### Required work
Every line of the records below should be restated exactly.

-- START OF Entries --

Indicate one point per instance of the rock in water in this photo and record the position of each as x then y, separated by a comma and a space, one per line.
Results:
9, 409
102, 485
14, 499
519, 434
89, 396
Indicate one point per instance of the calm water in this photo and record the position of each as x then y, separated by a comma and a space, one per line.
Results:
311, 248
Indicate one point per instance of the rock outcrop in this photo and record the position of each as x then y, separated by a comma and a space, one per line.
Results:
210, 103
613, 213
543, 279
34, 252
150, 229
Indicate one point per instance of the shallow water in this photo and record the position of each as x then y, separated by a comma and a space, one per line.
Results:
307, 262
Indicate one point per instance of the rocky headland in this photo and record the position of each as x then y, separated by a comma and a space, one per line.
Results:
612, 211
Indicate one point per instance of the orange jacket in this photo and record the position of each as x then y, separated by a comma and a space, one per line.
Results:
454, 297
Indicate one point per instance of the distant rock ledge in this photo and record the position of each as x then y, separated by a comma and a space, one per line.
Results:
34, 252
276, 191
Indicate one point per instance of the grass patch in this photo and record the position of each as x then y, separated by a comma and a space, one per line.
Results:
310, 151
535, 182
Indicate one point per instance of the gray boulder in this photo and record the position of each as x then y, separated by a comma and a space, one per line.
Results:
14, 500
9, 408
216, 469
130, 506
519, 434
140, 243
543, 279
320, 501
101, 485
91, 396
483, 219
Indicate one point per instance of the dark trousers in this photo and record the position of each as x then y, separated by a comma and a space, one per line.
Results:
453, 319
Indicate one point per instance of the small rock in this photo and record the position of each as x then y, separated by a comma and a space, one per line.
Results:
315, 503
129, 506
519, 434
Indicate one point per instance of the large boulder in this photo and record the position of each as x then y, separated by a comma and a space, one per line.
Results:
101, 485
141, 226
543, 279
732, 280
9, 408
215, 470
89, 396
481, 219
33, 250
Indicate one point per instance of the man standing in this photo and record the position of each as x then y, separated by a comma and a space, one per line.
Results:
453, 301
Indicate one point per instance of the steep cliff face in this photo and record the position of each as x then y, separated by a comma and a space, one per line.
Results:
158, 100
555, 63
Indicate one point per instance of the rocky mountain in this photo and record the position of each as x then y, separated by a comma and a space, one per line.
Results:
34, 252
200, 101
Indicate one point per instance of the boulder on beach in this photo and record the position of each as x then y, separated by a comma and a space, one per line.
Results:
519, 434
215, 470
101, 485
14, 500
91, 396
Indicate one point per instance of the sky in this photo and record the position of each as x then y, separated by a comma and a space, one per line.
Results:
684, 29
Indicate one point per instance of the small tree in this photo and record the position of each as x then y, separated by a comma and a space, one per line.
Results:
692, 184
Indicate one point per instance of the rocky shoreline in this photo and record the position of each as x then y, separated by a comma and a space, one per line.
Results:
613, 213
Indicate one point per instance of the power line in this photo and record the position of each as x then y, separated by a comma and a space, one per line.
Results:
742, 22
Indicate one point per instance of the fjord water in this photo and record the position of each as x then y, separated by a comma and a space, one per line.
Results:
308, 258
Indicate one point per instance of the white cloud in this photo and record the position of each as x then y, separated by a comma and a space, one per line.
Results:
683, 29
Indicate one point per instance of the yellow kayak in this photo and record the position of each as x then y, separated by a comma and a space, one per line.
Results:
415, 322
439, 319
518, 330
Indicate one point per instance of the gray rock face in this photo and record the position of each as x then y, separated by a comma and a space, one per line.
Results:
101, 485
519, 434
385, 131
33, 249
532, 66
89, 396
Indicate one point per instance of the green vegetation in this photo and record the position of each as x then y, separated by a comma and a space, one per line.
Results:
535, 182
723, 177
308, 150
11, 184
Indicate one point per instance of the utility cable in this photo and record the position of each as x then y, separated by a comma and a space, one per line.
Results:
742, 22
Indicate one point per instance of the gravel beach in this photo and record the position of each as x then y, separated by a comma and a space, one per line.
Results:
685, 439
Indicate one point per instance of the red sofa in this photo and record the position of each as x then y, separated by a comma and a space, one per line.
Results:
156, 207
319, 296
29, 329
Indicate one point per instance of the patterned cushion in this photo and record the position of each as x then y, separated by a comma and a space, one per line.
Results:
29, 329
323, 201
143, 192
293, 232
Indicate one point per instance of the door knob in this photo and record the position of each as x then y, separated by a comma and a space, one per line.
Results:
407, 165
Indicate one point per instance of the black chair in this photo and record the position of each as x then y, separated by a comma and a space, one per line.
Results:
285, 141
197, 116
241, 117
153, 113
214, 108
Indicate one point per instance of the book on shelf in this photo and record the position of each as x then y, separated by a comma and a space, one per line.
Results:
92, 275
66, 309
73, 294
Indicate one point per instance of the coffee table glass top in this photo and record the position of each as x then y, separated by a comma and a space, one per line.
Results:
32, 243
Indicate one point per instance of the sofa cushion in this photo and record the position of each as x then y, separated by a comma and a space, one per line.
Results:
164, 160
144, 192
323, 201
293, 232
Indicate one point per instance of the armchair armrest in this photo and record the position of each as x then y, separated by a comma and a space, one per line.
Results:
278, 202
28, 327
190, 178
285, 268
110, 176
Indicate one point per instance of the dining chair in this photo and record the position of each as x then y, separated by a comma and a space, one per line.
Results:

-- END OF Entries --

### The output
Indicate one point per instance of the rock in water in this photo and record the position of each as x then y, separated by a comma and a space, one per line.
Results:
9, 409
102, 485
14, 499
519, 434
89, 396
Indicate one point per instance of the calm water in this photo and record the position of each as x then y, separated by a comma and a space, one per line.
Results:
311, 248
Indicate one point per instance of the rock outcrop in this photo and record the position of each as x then y, separated by a comma and a space, one per line.
Results:
210, 103
613, 213
543, 279
34, 252
150, 229
Indicate one point per instance of the shallow water in this photo and record the position of each as x then y, separated by a comma and a space, one per line.
Results:
307, 262
Indicate one point per instance of the rocky headland in this photo and record the position of each as x then y, separated by a comma and a space, one per line.
Results:
612, 211
Indicate one point per instance of the orange jacket in this photo and record the position of each as x then y, separated by a comma and a space, one per line.
Results:
454, 297
Indicate one point per instance of the distant rock ledge in this photo and record the position of each as x then y, separated by a comma and a space, one per line.
Results:
34, 252
276, 191
Indicate one point per instance of the grass patch in this photo and record the position of each as x then y, separated by a comma and a space, one per line.
Results:
310, 151
535, 182
Indicate one point per instance of the gray boulder in this photo and record the position of each as x then y, separated by a comma and a space, one per line.
Results:
14, 500
9, 408
216, 469
130, 506
519, 434
140, 243
543, 279
320, 501
101, 485
91, 396
483, 219
Indicate one point per instance of the dark trousers in this photo and record the position of each as x then y, separated by a comma and a space, one per line.
Results:
453, 319
Indicate one point per instance of the small rock in this photo and record the position of each as x then y, separated by a comma and a space, one per line.
Results:
315, 503
129, 506
519, 434
Indicate one point per instance of the large boulder in this photo and record the position of each as x then y, separated by a comma and a space, one per line.
Results:
101, 485
141, 226
543, 279
732, 280
9, 408
215, 470
89, 396
481, 219
33, 250
Indicate one point per instance of the man standing in this photo and record the position of each as x then y, separated by a comma and a space, one per line.
Results:
453, 301
Indicate one point per instance of the steep cliff face in this photo and record the position of each as x then y, separated by a comma and a space, one per line.
Results:
158, 100
555, 63
Indicate one point per instance of the rocky mountain in this photo and record the position of each as x then y, separated by a comma and a space, one per line.
Results:
34, 252
200, 101
Indicate one point per instance of the boulder on beach in this photo and record the position of each as x then y, separated by a comma and a space, one per line.
Results:
519, 434
215, 470
101, 485
14, 500
91, 396
Indicate one point per instance of the sky in this photo and record the position of each as x then y, separated by a comma and a space, one per line.
Results:
684, 29
Indicate one point per instance of the small tree in this photo and record the position of each as x then y, separated by a comma and a space, one per line.
Results:
692, 184
Indicate one point per instance of the rocky shoreline in this photo and record the position of each as x then y, separated by a comma and a space, one per line.
Results:
613, 213
Indicate one point per instance of the power line in this photo and record the position of each as x then y, separated by a comma and a space, one per line.
Results:
742, 22
Indicate one point per instance of the fjord water in this photo and record the position of each as x then y, separated by a comma and a space, one per line.
Results:
308, 258
Indicate one point per instance of the white cloud in this photo and record the position of each as x then y, separated by a comma and a space, one per line.
Results:
683, 29
Indicate one point per instance of the yellow kayak in this photo and record the position of each as x then y, separated by a comma and a space, one per line.
Results:
415, 322
439, 319
518, 330
Indicate one point per instance of the gray rock face in this photo and record the position of each as x then y, separated by a comma and a space, one per line.
Results:
101, 485
519, 434
385, 131
33, 249
532, 66
89, 396
Indicate one point per instance of the green vegetation in this photo and record the position of each as x then y, separated by a comma and a space, one per line.
Results:
535, 182
723, 177
308, 150
11, 184
Indicate one point per instance of the utility cable in this photo and record the position of each as x then y, separated by a comma and a space, one per line.
Results:
742, 22
Indicate one point per instance of the gravel beach in this photo and record the position of each as x then y, separated by a comma and a space, one per line.
Results:
685, 439
Indicate one point per instance of the red sofa in this photo and record the position of each as x then y, separated by a comma and a space, one per line.
Results:
156, 207
319, 296
29, 329
Indicate one point per instance of the patterned cushion in this photo and record the position of each as x then y, separated by a comma and a space, one per line.
Results:
29, 329
323, 201
143, 192
293, 232
Indicate one point per instance of the door knob in this photo and record the position of each as x then y, separated by a comma and a space, one per line.
Results:
407, 165
Indicate one point per instance of the black chair in this photo and record the position of each as x then y, separated by a comma and a space, one per line.
Results:
285, 141
197, 116
241, 117
153, 113
214, 108
Indicate one point per instance of the book on shelf in this photo and record the position of each as x then y, separated by a comma and a space, one per line.
Results:
92, 275
66, 309
73, 294
Indicate one point per instance of the coffee table glass top in this photo and record the position of each as x then y, separated by a comma and a space, one per line.
Results:
32, 243
Indicate one point per instance of the sofa cushion in this photo and record the position of each as x then y, separated by a comma and a space, one per line.
Results:
164, 160
144, 192
323, 201
293, 232
Indicate one point per instance of the armchair armrest in this photo and record the position of each as x then y, separated by a comma and a space, one per line.
Results:
278, 202
28, 327
190, 178
285, 268
110, 176
Indicate one point per instance of the dining chair in this photo and record the position of each as x then y, separated by a comma and a space, one per line.
Results:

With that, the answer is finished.